At their peak on March 4, wholesale gas prices reached 246.8€/MWh, quadrupling the previous record and pushing up electricity prices to record highs. Yet despite the extremely high prices of gas, coal and carbon in Q1 this year, there has been high levels of fossil fuel generation in the quarter. This was needed to offset a fall in nuclear generation and lower-than-usual levels of hydro output in Europe.
In response to the increasing gas prices, coal/lignite generation increased to 124.5TWh over the quarter – levels last seen during the ‘Beast from the East’ period, a sharp cold spell in 2018. Germany at +6.7TWh, saw the largest increase of any individual country in hard coal generation.
Despite the record high gas prices, gas-fired generation rose 1% in comparison to last year’s Q1 and was the third biggest generator of fuel behind wind and nuclear.
Aggregate renewable generation (including biomass and waste) continued its dominance over conventional sources by around 42TWh (312.7TWh renewable versus 270.5TWh conventional). A dry spell prompted a 25% fall in levels of hydro generation but this was offset by record levels of wind (150.2TWh) and a 23% increase in solar output.
Germany at total 44.8TWh, maintained the lead in wind generation with an increase of 10.6TWh from the previous first quarter, whereas Sweden at 11TWh replaced France at 10.6TWh as the fourth largest wind generator, with 60% increase in Sweden output compared to the previous Q1.
Nuclear generated more (189.8TWh) than any other single fuel type in the quarter and contributed 24.6% to total output. However, this was a decrease of 7% in comparison to Q4 2021, with France in particular seeing an unprecedented level of unplanned outages in its nuclear fleet.

◆ **Exercises to complete**:
1 > Answer these questions from the power generation text:
(a) What wholesale gas price was reached at the peak on March 4?
(b) How much electricity did wind generate in the quarter?
(c) What share of total output did nuclear contribute?
2 > Reproduce the part of the power generation text starting at "At their peak" and ending at "wind and nuclear.".
3 > Write what comes next in the power generation text, picking up after its last sentence.
The data that comes next is separate material and is not part of the power generation text.

◆ **Recorded data**:
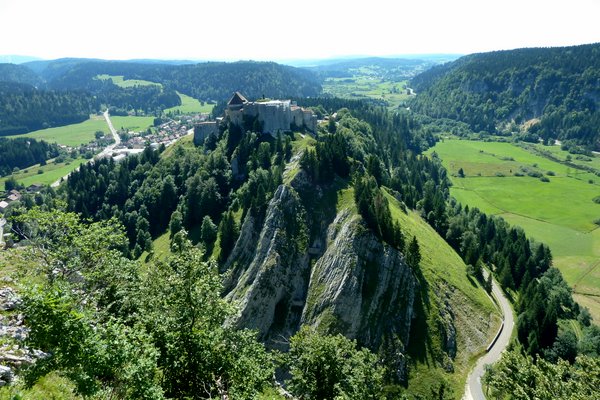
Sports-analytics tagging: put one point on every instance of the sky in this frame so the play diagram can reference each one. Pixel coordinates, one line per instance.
(288, 30)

◆ **Answers for each item**:
1 >
(a) 246.8€/MWh
(b) 150.2TWh
(c) 24.6%

2 >
At their peak on March 4, wholesale gas prices reached 246.8€/MWh, quadrupling the previous record and pushing up electricity prices to record highs. Yet despite the extremely high prices of gas, coal and carbon in Q1 this year, there has been high levels of fossil fuel generation in the quarter. This was needed to offset a fall in nuclear generation and lower-than-usual levels of hydro output in Europe.
In response to the increasing gas prices, coal/lignite generation increased to 124.5TWh over the quarter – levels last seen during the ‘Beast from the East’ period, a sharp cold spell in 2018. Germany at +6.7TWh, saw the largest increase of any individual country in hard coal generation.
Despite the record high gas prices, gas-fired generation rose 1% in comparison to last year’s Q1 and was the third biggest generator of fuel behind wind and nuclear.

3 >
Jean-Paul Harreman, director of EnAppSys BV, said: “The first quarter of 2022 delivered various new records as electricity markets were driven primarily by the extreme pressure of gas prices. The gas price record seen on March 4 dwarfed the previous record, which was driven mainly by post-Covid global economic growth and supply issues.
“Average day-ahead prices across Europe were quadruple levels seen in the previous first quarter. There were more drastic and frequent price decoupling periods and a considerable increase in the volatility in certain markets, such as France, Belgium and Netherlands.
“Despite the high prices, fossil fuels were needed to fill the supply/demand gap left by lower-than-expected nuclear output, with some units undergoing maintenance and others retiring from service. The available assets in the European nuclear fleet ran at higher loads for longer time periods to relieve the stress of high gas and carbon allowance prices on markets. The unusual levels of generation, which have been ongoing since Q3 of 2021, put a strain on Europe’s aging nuclear fleet. This led to unexpected and longer durations of maintenance, mainly in France which saw more than 20GW go offline in February and March.”
Nuclear was the biggest contributor to Europe’s fuel mix last year, producing 24.6% of the total.
Britain feels the impact of higher prices
GB gas and coal prices, in particular, soared to all-time highs in the first quarter this year.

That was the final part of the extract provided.